───── DATASET CONTENT ─────

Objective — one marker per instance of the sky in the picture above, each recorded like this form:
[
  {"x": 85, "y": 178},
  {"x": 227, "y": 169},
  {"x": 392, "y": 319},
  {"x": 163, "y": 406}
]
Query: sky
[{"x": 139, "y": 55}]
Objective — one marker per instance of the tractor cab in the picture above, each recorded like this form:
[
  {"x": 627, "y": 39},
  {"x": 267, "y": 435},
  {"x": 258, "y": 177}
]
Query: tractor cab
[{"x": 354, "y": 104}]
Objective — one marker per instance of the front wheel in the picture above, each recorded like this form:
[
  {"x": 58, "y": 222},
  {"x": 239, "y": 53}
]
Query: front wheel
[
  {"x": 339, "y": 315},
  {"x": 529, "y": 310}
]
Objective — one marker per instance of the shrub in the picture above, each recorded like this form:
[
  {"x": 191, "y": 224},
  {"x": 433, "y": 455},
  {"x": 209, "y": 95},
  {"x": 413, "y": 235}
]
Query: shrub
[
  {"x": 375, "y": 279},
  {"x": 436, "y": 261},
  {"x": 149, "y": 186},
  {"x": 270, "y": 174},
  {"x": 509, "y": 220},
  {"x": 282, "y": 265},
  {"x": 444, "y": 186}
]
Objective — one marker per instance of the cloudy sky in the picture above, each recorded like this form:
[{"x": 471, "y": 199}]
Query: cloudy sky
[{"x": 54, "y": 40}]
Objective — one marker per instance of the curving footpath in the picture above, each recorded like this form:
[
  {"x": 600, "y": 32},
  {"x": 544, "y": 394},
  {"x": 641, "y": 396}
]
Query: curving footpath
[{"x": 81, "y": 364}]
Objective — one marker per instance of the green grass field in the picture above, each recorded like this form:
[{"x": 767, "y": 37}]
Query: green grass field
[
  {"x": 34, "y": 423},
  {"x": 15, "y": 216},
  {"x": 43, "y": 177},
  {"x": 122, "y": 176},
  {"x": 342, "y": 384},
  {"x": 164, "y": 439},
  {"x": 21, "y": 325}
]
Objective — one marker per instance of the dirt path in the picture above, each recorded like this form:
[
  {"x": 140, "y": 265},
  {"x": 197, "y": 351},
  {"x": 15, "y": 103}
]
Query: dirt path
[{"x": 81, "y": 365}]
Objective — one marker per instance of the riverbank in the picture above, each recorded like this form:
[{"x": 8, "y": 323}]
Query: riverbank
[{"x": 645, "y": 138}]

─────

EXERCISE DETAILS. In the data above, find each line where the string "like" appears, then copy it.

ANSWER FOR THIS EXERCISE.
Objective — one marker per instance of the sky in the picture above, each recorded like this form:
Objective — one marker per instance of the tractor cab in the picture above, each recorded like this form:
Objective — one marker per instance of the front wheel in the picture above, each recorded like this form:
Objective — one marker per instance of the shrub in the picture above, each recorded like this form:
Objective — one marker per instance of the cloudy sky in the picture above, each recorded like this form:
Objective — one marker per instance of the curving footpath in the picture above, each recorded like this form:
Objective — one marker per instance of the green grass field in the picture above, each recorded like this form:
Objective — one marker per instance of the dirt path in the picture above, each recorded like this form:
Objective — one marker per instance of the riverbank in the picture above, each recorded like this form:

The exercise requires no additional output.